Document extract >>
----------------------------------------

Monday, October 27, 2014

30th Sunday Ordinary Time - "What Is Love?"

What is Love?     Virgil – Love conquers all     Beatles – All you need is love   Aquinas – to love is to will the good of the other.
Danny – Love is when my mom makes coffee for my dad, and she takes a sip before giving it to him to make sure it is OK
Elaine – Love is when Mommy sees Daddy smelly and sweaty and still says he is handsomer than Brad Pitt.
Mary Ann – Love is when your puppy licks your face even after you have left him alone all day
Bobby – Love is what is in the room with you at Christmas if you stop opening presents and listen.

----------------------------------------

Directions >>
• 1. According to the post on love, how does Aquinas define love?
• 2. Repeat the post on love from "Monday, October 27, 2014" to "presents and listen.".

Records from a dataset
----------------------------------------

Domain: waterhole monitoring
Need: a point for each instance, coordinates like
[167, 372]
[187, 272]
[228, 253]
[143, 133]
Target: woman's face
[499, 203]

----------------------------------------

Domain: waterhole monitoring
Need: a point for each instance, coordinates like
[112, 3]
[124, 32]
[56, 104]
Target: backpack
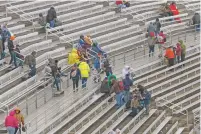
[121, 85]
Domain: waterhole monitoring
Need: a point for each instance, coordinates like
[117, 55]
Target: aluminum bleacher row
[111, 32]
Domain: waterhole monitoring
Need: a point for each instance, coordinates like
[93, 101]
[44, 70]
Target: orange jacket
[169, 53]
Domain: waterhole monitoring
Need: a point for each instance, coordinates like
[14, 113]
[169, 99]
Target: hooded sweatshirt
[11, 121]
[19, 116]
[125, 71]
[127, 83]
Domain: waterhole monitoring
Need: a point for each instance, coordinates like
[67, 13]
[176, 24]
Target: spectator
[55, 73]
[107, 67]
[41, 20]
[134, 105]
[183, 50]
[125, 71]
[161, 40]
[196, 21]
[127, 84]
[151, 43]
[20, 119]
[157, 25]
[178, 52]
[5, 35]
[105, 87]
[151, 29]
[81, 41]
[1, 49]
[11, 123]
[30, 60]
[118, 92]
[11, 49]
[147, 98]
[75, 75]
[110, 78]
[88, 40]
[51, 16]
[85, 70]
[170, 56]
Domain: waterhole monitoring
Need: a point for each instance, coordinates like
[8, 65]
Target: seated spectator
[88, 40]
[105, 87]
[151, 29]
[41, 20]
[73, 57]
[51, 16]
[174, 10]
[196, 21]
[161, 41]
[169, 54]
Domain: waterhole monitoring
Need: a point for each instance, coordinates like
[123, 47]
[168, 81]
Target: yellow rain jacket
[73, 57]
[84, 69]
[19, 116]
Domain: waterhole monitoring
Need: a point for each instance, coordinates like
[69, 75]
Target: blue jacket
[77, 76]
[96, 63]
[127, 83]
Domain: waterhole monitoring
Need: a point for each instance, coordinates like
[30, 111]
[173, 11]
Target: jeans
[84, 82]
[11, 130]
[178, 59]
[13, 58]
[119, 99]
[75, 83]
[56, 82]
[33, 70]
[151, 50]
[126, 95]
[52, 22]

----------------------------------------

Answers by task >>
• 1. To love is to will the good of the other.

• 2.
Monday, October 27, 2014

30th Sunday Ordinary Time - "What Is Love?"

What is Love?     Virgil – Love conquers all     Beatles – All you need is love   Aquinas – to love is to will the good of the other.
Danny – Love is when my mom makes coffee for my dad, and she takes a sip before giving it to him to make sure it is OK
Elaine – Love is when Mommy sees Daddy smelly and sweaty and still says he is handsomer than Brad Pitt.
Mary Ann – Love is when your puppy licks your face even after you have left him alone all day
Bobby – Love is what is in the room with you at Christmas if you stop opening presents and listen.